● **Exercise data**:
┌──

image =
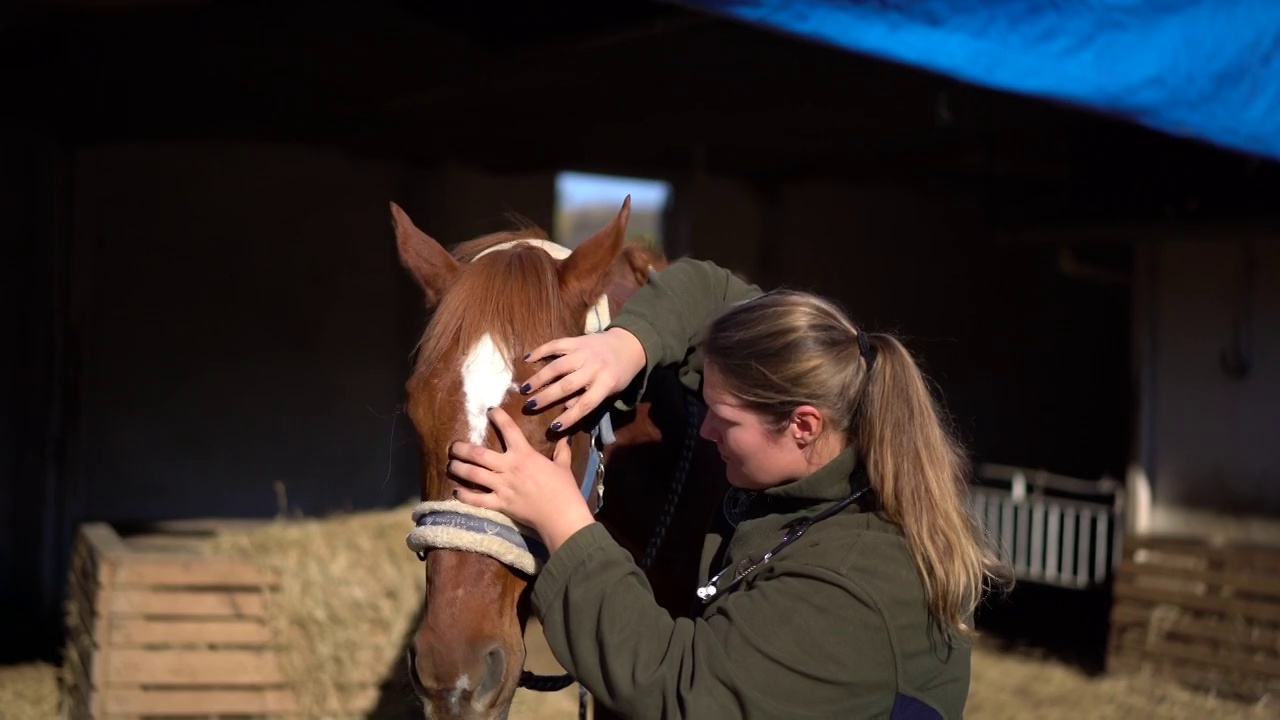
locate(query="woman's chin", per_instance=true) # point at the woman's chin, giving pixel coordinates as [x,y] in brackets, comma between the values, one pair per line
[737,479]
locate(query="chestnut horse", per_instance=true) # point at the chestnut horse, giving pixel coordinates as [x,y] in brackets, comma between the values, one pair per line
[494,299]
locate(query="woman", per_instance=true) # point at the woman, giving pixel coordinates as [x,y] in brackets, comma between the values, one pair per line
[848,583]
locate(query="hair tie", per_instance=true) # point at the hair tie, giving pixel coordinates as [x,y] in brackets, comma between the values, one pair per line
[864,347]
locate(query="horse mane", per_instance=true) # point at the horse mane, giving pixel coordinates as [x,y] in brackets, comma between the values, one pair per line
[512,295]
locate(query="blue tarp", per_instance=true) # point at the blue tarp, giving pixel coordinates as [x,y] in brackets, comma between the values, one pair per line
[1207,69]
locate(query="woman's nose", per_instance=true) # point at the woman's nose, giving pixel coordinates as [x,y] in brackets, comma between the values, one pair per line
[707,431]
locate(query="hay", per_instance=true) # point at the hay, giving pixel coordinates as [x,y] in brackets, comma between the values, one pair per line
[350,591]
[1019,683]
[28,691]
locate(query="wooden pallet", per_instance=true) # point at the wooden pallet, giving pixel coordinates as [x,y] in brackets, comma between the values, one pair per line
[1207,615]
[154,629]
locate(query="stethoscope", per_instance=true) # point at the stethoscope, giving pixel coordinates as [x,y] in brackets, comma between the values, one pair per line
[708,592]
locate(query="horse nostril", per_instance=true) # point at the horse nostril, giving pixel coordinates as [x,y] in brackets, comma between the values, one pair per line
[494,669]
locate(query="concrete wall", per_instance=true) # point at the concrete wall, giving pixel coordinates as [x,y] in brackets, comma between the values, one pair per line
[1211,437]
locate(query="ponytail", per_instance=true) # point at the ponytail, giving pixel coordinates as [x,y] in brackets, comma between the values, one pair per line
[919,473]
[786,349]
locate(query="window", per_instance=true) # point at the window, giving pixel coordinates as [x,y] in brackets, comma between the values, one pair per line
[586,203]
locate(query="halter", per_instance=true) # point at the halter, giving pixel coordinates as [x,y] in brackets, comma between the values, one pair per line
[451,524]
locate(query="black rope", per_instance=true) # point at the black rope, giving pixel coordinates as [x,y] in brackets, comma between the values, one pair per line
[544,683]
[694,420]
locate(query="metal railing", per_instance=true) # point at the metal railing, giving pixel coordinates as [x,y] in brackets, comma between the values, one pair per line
[1052,529]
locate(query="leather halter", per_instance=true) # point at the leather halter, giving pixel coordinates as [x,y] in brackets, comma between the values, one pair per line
[456,525]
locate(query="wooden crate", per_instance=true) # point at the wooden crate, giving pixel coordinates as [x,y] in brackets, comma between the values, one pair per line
[154,629]
[1205,614]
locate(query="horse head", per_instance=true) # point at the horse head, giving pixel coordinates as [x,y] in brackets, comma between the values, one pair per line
[494,299]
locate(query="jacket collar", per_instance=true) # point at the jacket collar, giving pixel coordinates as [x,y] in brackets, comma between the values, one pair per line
[833,481]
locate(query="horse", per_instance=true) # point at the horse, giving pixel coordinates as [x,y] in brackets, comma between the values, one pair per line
[493,299]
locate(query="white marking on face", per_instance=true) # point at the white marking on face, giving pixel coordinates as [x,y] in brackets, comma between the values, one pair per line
[485,382]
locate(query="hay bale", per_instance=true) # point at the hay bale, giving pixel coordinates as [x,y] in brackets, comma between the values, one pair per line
[350,592]
[28,691]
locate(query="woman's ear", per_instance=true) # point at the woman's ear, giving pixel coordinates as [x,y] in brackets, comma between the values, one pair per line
[807,425]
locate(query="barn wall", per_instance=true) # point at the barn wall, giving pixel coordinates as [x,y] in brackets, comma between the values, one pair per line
[32,283]
[1032,364]
[250,327]
[1212,437]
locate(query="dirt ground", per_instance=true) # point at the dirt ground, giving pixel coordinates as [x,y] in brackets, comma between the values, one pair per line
[1006,686]
[351,580]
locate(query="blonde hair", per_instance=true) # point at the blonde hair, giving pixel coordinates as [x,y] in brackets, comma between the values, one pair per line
[787,349]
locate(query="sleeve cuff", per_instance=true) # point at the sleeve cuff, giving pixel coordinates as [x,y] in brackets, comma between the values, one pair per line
[577,551]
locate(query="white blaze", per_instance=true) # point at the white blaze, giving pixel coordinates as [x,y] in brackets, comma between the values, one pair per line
[485,382]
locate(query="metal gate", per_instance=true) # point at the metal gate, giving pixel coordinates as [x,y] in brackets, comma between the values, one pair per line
[1052,529]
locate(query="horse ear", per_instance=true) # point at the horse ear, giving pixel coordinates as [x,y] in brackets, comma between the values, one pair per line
[585,272]
[426,260]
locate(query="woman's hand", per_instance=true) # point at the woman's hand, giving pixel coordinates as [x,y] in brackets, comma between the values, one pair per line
[522,483]
[598,364]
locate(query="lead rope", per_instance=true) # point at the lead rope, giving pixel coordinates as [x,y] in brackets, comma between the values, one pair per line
[694,415]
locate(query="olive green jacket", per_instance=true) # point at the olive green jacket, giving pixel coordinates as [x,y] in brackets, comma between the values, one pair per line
[835,625]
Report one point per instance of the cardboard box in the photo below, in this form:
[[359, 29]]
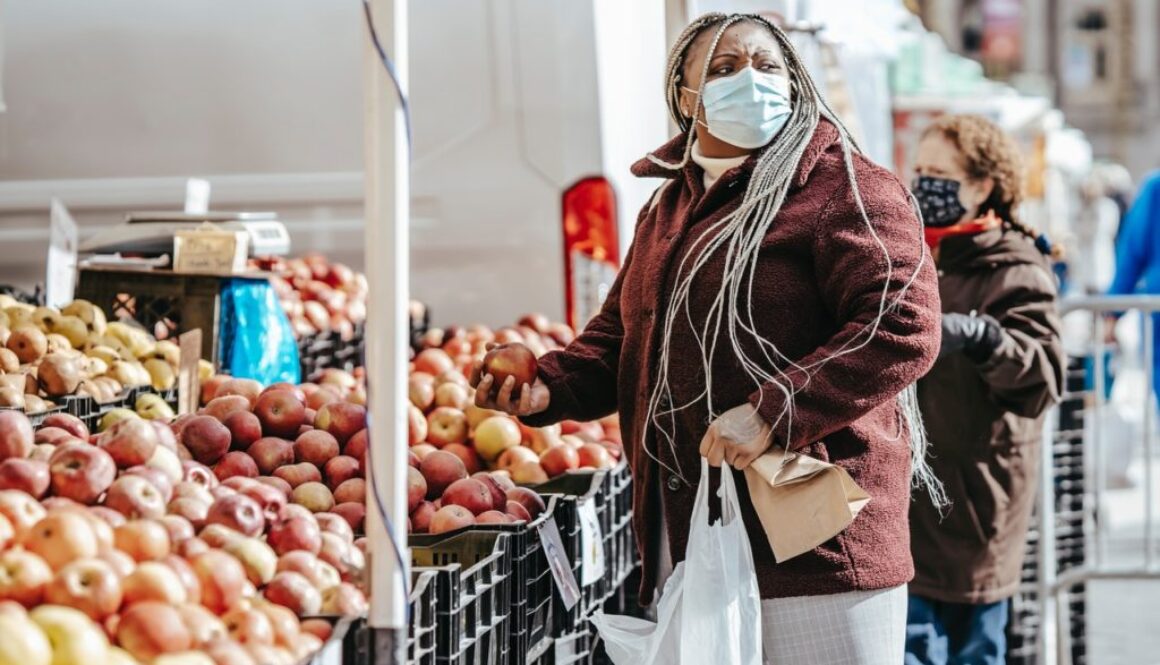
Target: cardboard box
[[210, 248]]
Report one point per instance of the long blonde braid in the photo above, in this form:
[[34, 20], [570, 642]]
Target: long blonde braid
[[741, 233]]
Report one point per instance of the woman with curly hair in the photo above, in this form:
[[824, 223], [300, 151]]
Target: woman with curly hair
[[999, 368]]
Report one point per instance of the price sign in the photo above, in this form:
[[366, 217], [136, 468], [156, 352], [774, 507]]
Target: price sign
[[60, 274]]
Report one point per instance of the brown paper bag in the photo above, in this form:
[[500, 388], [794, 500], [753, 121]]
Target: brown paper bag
[[802, 501]]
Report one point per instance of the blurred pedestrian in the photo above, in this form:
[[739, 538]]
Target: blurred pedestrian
[[777, 291], [999, 368]]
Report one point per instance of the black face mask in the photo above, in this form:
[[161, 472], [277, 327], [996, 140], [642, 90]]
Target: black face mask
[[939, 201]]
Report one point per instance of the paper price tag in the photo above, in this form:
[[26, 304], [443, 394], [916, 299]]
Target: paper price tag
[[188, 385], [60, 267], [592, 544], [558, 563]]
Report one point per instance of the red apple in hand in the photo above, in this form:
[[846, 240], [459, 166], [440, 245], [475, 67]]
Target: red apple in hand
[[281, 413], [513, 360], [29, 476]]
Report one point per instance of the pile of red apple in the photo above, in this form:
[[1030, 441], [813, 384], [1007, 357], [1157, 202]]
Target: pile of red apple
[[461, 449], [150, 543], [317, 295]]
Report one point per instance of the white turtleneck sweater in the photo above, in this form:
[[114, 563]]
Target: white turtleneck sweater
[[715, 166]]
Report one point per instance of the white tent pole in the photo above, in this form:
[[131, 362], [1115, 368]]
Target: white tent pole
[[388, 199]]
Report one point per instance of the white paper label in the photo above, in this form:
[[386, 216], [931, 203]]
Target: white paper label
[[558, 563], [592, 544], [60, 266], [197, 196]]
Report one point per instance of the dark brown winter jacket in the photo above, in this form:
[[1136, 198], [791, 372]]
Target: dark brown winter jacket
[[818, 284], [985, 421]]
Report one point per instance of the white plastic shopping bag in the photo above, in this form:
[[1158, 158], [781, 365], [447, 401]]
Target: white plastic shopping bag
[[710, 611]]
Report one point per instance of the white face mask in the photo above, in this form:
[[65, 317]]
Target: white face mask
[[748, 108]]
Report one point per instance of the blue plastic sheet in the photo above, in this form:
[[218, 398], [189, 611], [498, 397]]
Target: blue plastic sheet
[[256, 340]]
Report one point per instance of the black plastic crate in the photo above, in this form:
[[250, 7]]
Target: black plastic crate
[[473, 583]]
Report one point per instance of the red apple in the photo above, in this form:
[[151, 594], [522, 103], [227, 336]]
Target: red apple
[[62, 537], [23, 577], [244, 428], [450, 518], [236, 463], [130, 442], [220, 407], [471, 494], [294, 591], [295, 534], [517, 512], [354, 513], [341, 469], [317, 447], [334, 523], [150, 629], [352, 491], [156, 477], [447, 425], [238, 512], [356, 447], [499, 494], [417, 489], [222, 577], [281, 413], [29, 476], [297, 474], [144, 540], [421, 517], [136, 498], [441, 469], [514, 360], [16, 438], [529, 499], [69, 423], [156, 582], [270, 453], [81, 472], [341, 419], [471, 460], [313, 496], [559, 460]]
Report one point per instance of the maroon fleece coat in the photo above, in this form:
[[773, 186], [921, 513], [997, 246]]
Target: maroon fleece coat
[[818, 284]]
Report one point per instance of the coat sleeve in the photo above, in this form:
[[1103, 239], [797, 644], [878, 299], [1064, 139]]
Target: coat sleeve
[[581, 378], [862, 364], [1026, 371]]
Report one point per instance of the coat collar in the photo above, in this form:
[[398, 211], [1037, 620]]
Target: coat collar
[[825, 136]]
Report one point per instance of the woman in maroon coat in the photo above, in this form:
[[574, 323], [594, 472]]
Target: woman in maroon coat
[[777, 291]]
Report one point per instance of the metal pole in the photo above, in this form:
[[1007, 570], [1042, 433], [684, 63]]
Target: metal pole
[[1048, 559], [388, 199]]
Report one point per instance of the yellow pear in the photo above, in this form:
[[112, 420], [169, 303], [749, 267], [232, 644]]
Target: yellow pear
[[204, 370], [86, 311], [74, 637], [23, 642], [73, 329], [45, 318], [161, 374]]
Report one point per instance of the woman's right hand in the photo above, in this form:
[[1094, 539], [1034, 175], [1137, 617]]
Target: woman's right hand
[[533, 398]]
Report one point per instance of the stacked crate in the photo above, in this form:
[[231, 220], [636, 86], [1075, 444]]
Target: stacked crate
[[1070, 546]]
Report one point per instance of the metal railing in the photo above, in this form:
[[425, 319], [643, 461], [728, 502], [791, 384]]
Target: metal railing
[[1053, 586]]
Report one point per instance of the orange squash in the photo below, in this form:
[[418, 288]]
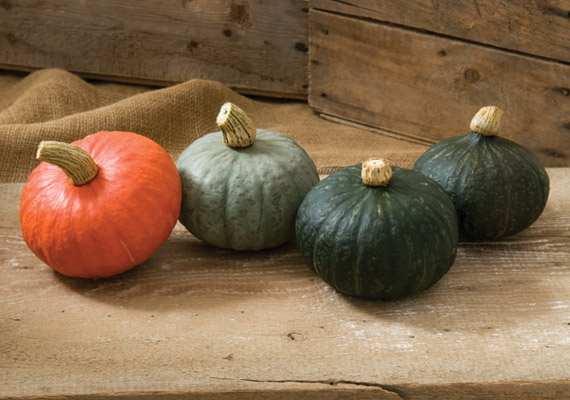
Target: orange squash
[[101, 205]]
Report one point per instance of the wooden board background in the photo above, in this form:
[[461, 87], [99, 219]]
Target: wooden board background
[[423, 85], [254, 46], [540, 28], [196, 322]]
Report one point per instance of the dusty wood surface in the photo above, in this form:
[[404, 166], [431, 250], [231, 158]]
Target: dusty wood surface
[[200, 322], [541, 28], [254, 46], [423, 85]]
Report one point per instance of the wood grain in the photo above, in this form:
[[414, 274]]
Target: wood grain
[[196, 322], [423, 85], [536, 27], [251, 45]]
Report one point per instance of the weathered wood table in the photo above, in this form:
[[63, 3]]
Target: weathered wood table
[[199, 322]]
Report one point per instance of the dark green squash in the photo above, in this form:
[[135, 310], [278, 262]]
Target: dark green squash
[[388, 238], [242, 186], [498, 187]]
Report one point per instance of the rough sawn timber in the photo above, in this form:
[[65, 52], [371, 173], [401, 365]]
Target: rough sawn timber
[[421, 85], [195, 322], [253, 46], [536, 27]]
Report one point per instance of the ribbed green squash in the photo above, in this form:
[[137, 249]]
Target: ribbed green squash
[[377, 242], [243, 198], [498, 187]]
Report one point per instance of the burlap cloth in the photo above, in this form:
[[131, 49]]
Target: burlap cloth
[[57, 105]]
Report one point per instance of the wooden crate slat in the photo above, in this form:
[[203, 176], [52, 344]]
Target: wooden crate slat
[[429, 86], [251, 45], [541, 28]]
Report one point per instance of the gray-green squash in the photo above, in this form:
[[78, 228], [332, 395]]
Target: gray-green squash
[[377, 232], [498, 187], [242, 186]]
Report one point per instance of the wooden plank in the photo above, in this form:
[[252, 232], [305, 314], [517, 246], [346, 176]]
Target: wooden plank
[[251, 45], [423, 85], [540, 28], [199, 322]]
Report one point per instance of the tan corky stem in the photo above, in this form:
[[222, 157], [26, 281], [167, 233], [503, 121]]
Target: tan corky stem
[[487, 121], [238, 130], [376, 172], [73, 160]]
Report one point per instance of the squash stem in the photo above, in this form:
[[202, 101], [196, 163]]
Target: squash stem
[[73, 160], [487, 121], [238, 130], [376, 172]]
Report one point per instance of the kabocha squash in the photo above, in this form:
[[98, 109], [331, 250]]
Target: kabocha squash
[[242, 186], [101, 205], [377, 232], [498, 187]]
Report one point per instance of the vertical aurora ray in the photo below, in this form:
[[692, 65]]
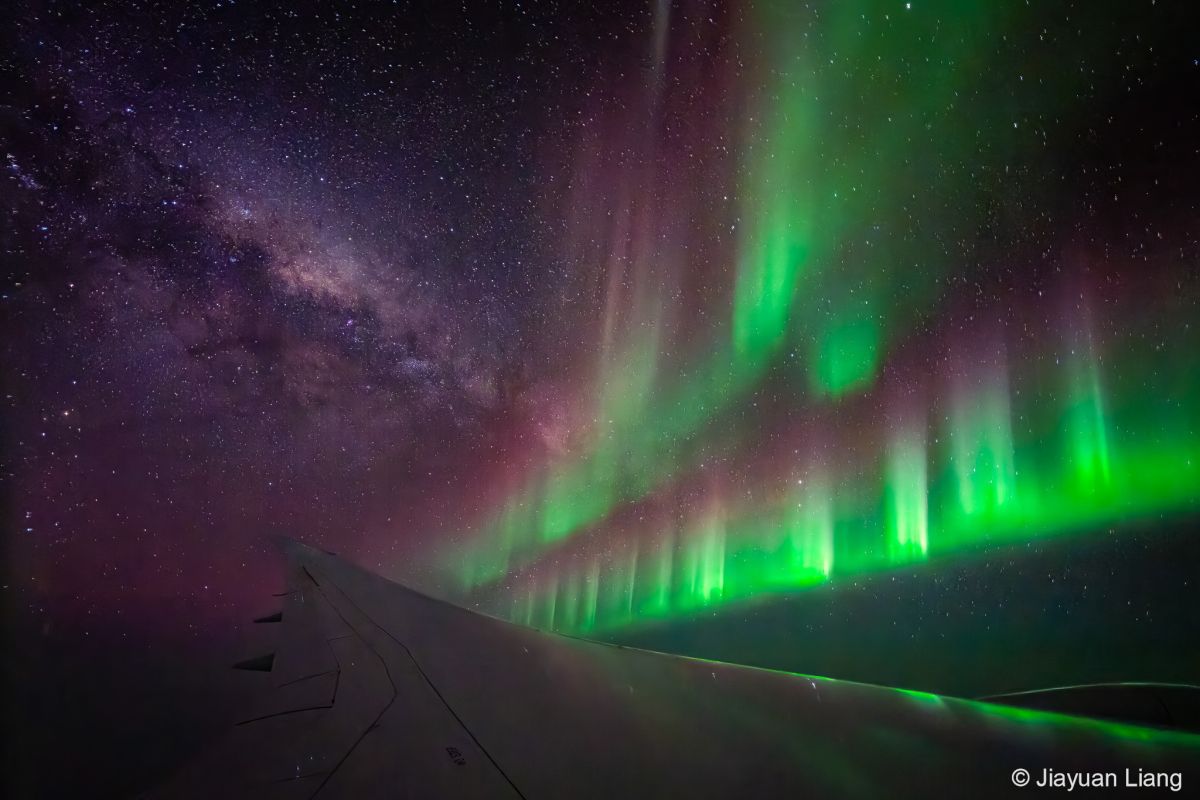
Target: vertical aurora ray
[[906, 497], [679, 497]]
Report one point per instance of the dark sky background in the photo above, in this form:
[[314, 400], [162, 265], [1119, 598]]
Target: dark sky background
[[297, 270]]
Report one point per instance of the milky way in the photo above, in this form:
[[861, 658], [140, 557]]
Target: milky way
[[797, 334]]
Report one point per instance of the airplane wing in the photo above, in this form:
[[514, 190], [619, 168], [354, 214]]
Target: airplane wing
[[378, 691]]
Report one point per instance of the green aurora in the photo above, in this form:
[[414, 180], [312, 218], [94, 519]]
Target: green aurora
[[682, 499]]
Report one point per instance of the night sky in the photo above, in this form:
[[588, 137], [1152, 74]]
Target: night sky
[[857, 338]]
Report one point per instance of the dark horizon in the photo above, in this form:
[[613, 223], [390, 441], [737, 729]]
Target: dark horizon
[[843, 340]]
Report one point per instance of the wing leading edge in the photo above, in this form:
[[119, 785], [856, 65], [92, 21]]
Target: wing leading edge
[[378, 691]]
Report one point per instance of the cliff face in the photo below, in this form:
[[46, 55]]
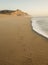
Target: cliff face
[[13, 12]]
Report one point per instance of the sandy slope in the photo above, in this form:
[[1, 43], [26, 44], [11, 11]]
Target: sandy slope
[[19, 44]]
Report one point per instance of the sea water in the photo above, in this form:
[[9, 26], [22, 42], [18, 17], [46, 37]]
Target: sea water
[[40, 25]]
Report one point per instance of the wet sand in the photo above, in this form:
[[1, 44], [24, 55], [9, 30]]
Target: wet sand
[[19, 44]]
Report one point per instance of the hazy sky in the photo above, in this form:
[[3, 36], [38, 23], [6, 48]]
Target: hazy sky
[[33, 7]]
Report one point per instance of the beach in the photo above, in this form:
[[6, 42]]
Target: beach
[[19, 44]]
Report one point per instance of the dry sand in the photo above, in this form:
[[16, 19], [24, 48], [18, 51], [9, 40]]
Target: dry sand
[[19, 44]]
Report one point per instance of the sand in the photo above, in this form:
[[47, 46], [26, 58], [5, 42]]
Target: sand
[[19, 44]]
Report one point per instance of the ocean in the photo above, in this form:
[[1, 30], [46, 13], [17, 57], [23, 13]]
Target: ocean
[[40, 25]]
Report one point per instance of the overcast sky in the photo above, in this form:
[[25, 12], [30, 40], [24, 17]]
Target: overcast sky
[[33, 7]]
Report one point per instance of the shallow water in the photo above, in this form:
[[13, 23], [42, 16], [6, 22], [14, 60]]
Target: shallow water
[[40, 25]]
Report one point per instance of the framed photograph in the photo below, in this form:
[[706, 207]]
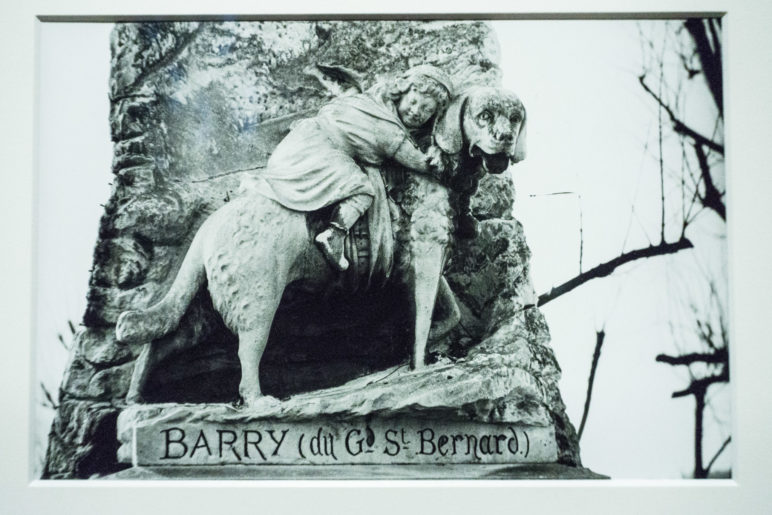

└──

● **Task brief**:
All lines above from the one with "[[65, 52], [371, 173], [401, 365]]" to the one with "[[692, 65]]", inclusive, should be copied exactly, and no other lines.

● **Solved exercise**:
[[65, 52], [371, 173], [401, 365]]
Target: rough sawn timber
[[421, 85], [195, 322], [253, 46], [536, 27]]
Report one point per instance of the ribbed green squash in the photo above, in this form:
[[137, 249]]
Target: ribbed green squash
[[377, 242], [243, 198], [498, 187]]
Report one point per instance of the burlap cloth in the photo above, in this form:
[[131, 49]]
Target: burlap cloth
[[57, 105]]
Report one point per instance of the wooden crate slat in the photo above, in this form:
[[203, 176], [52, 344]]
Target: wooden crate slat
[[429, 86], [251, 45], [541, 28]]
Report one point per instance of the gray-green squash in the photo above, in this form:
[[78, 228], [332, 395]]
Target: gray-green squash
[[377, 232], [498, 187], [242, 186]]
Report one point per instance of the wooden plank in the photo above, in this form:
[[252, 232], [305, 314], [517, 246], [346, 176]]
Target: wooden plank
[[251, 45], [423, 85], [540, 28], [199, 322]]
Report one point per instance of the tan corky stem in the photo above, in this form:
[[222, 157], [26, 281], [167, 233], [503, 121]]
Target: tan corky stem
[[487, 121], [238, 130], [376, 172], [73, 160]]
Report one point per instance of the squash stem in the photo above, in this form:
[[202, 101], [196, 163]]
Target: squash stem
[[73, 160], [487, 121], [238, 130], [376, 172]]
Report one point per instance of the kabocha squash in the photo above, in this form:
[[98, 109], [331, 250]]
Target: kabocha squash
[[242, 186], [101, 205], [377, 232], [498, 187]]
Report one point per instance of the vertical aurora ray in the photo below, in this form:
[[692, 65]]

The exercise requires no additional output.